*Task item*
Leave out the images and repeat every entry below exactly.

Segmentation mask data
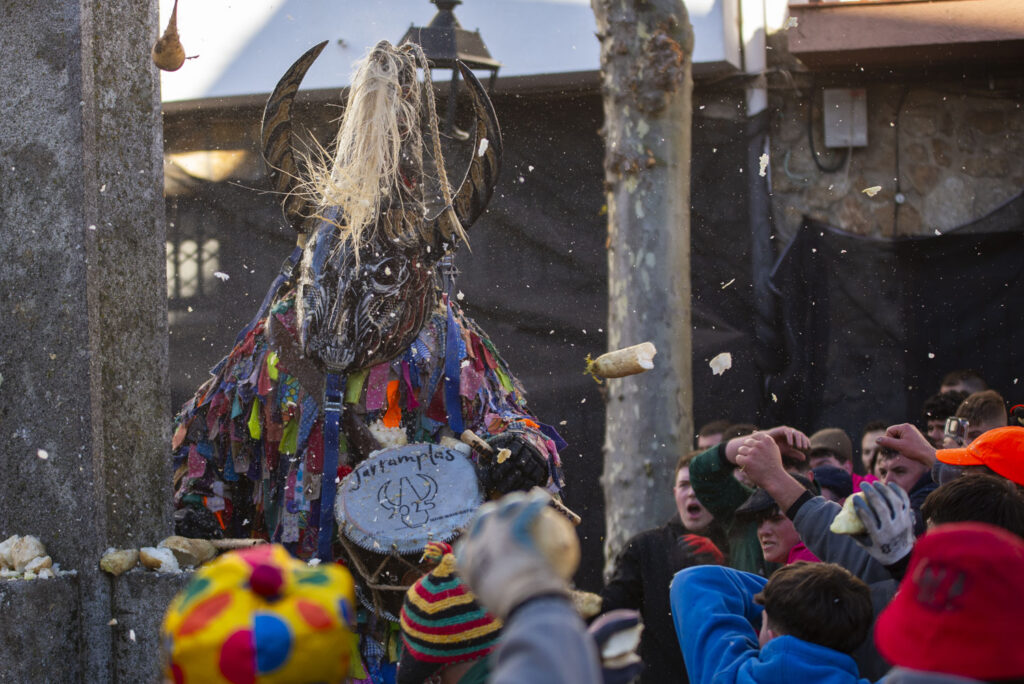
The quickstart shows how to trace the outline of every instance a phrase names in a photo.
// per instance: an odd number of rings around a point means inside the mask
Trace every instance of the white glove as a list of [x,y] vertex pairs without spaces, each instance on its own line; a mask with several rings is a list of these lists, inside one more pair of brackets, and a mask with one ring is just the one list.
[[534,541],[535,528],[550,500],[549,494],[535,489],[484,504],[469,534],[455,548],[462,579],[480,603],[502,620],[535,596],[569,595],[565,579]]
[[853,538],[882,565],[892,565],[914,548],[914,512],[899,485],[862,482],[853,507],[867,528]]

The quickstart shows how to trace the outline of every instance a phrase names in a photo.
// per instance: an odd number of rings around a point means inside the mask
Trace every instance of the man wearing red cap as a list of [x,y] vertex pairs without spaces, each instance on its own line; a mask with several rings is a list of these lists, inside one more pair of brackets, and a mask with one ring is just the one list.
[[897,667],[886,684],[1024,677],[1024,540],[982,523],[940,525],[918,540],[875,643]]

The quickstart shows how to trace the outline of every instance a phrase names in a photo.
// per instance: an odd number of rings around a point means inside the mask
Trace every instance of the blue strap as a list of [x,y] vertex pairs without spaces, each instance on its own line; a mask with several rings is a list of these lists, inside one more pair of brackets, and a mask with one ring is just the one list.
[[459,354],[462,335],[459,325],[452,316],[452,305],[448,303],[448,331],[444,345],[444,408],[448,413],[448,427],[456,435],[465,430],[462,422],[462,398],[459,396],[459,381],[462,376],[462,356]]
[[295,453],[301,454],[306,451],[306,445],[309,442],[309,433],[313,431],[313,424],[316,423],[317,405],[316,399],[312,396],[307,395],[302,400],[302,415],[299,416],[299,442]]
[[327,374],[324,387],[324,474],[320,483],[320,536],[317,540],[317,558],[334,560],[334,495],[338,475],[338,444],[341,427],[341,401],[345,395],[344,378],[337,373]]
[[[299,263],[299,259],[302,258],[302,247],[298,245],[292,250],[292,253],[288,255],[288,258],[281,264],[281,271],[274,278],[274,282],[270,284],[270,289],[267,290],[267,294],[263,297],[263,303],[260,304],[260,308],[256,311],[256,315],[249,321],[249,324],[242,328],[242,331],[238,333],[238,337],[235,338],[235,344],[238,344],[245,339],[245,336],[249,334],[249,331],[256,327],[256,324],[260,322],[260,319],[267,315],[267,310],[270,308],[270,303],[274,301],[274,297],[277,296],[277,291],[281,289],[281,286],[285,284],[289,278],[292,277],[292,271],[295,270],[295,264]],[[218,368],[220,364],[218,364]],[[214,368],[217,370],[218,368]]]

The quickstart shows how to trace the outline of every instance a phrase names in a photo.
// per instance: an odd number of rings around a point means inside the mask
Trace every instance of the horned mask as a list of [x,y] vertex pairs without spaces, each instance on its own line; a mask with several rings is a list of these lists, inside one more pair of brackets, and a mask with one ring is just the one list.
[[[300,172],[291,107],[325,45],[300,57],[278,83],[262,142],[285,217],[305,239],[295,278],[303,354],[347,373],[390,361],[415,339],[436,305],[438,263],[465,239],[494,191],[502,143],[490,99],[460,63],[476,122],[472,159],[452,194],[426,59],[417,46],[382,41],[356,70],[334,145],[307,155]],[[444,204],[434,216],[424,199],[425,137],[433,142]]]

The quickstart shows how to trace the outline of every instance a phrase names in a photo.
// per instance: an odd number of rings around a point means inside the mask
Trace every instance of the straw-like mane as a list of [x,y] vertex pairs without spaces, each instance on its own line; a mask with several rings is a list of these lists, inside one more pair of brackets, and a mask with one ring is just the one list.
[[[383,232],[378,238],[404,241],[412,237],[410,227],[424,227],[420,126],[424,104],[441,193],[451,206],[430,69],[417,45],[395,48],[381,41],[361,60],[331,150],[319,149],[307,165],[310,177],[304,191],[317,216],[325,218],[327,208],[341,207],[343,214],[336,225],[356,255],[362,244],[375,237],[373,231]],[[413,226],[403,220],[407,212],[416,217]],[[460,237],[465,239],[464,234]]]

*The completed task*
The quickstart shows how to trace the outline of every instance a phrase names in a photo.
// per instance: an odd number of rings around a point means inside the mask
Trace every instance of the white glove as a list of [x,y] vertex pairs without spaces, each instance on its own line; a mask with several rings is a list of these lists, inside one more pair of brackets, and a mask with one ring is just the one list.
[[534,541],[535,528],[550,500],[549,494],[535,489],[484,504],[469,534],[455,548],[462,579],[480,603],[502,620],[535,596],[569,595],[565,579]]
[[853,538],[882,565],[892,565],[914,548],[914,512],[899,485],[862,482],[853,507],[867,528]]

The quickstart shows how to trace the outline of every instance a phrase names in a photo.
// per instance: an odd number of rings around a point means inside the mask
Trace every instance of the man wearing red cap as a list of [x,y] vertex pairs without spaces, each instance on its own line; a mask with several rings is a list of these lists, inside one more pair of brackets, and a mask with one ring is just the one list.
[[897,667],[886,684],[1024,677],[1024,540],[982,523],[940,525],[918,540],[875,643]]

The quickstart shows how to trace the outline of every instance a phrase names in a photo.
// per instance: an odd number of rings around a point means inside the mask
Trace every instance of the blue strap as a list of [x,y] vertex pairs without spaces, each instance on its own line; a mask with several rings is a list of these lists, inside one more pair of brackets, and a mask with one ring is just the one list.
[[459,354],[462,335],[459,325],[452,316],[452,305],[448,303],[448,331],[444,345],[444,408],[448,413],[448,427],[456,435],[465,430],[462,422],[462,398],[459,396],[459,381],[462,376],[462,356]]
[[295,453],[301,454],[306,451],[306,445],[309,442],[309,433],[313,431],[313,424],[316,423],[317,405],[316,399],[312,396],[307,395],[302,400],[302,415],[299,416],[299,442]]
[[327,374],[324,387],[324,474],[320,483],[320,536],[317,540],[317,558],[334,560],[334,495],[338,475],[338,444],[341,427],[341,401],[345,395],[344,378],[337,373]]
[[[299,263],[299,259],[302,258],[302,247],[298,245],[292,250],[292,253],[288,255],[288,258],[281,264],[281,271],[274,278],[274,282],[270,284],[270,289],[267,290],[267,294],[263,297],[263,303],[260,304],[260,308],[256,311],[256,315],[249,321],[249,324],[242,328],[242,331],[238,333],[238,337],[235,338],[235,344],[238,344],[245,339],[245,336],[249,334],[249,331],[256,327],[256,324],[260,322],[260,319],[267,315],[267,310],[270,308],[270,303],[274,301],[274,297],[277,296],[277,291],[281,289],[281,286],[285,284],[289,278],[292,277],[292,271],[295,270],[295,264]],[[218,368],[220,364],[218,364]],[[214,368],[217,370],[218,368]]]

The quickstart shows how to trace the outline of every instance a phrase names in a photo.
// per instance: an odd number of rings around a point means inside the mask
Trace every instance of the horned mask as a list of [x,y] vertex pairs without spaces, each instance on its own line; a mask with several rings is a list of these lists, inside one more pair of brackets, and a mask with one ring is just the one list.
[[[300,172],[291,107],[325,45],[300,57],[278,83],[262,142],[285,217],[305,239],[295,278],[303,354],[347,373],[390,361],[415,339],[436,305],[438,263],[465,239],[494,191],[502,143],[490,99],[460,63],[476,122],[472,159],[452,194],[426,59],[417,46],[382,41],[356,70],[334,145],[307,155]],[[444,204],[434,216],[424,199],[425,137],[433,142]]]

The quickstart shows how to trace the outline of every instance a phrase names in a photo.
// per instance: an odd number of rings around a point means inside the mask
Trace every instance of the straw-like mane as a list of [x,y] vertex pairs without spaces, each instance on its own line; a mask with several rings is a list of these lists, inside one more pair of brackets, and a mask with one ring is just the one list.
[[[383,232],[378,238],[404,241],[412,237],[410,227],[424,227],[420,126],[424,104],[441,193],[451,206],[430,69],[417,45],[395,48],[381,41],[361,60],[331,150],[319,149],[307,165],[310,177],[304,191],[317,216],[325,218],[327,208],[341,207],[343,214],[336,225],[356,255],[362,244],[375,237],[373,231]],[[413,226],[403,220],[407,212],[416,217]],[[460,237],[465,239],[464,234]]]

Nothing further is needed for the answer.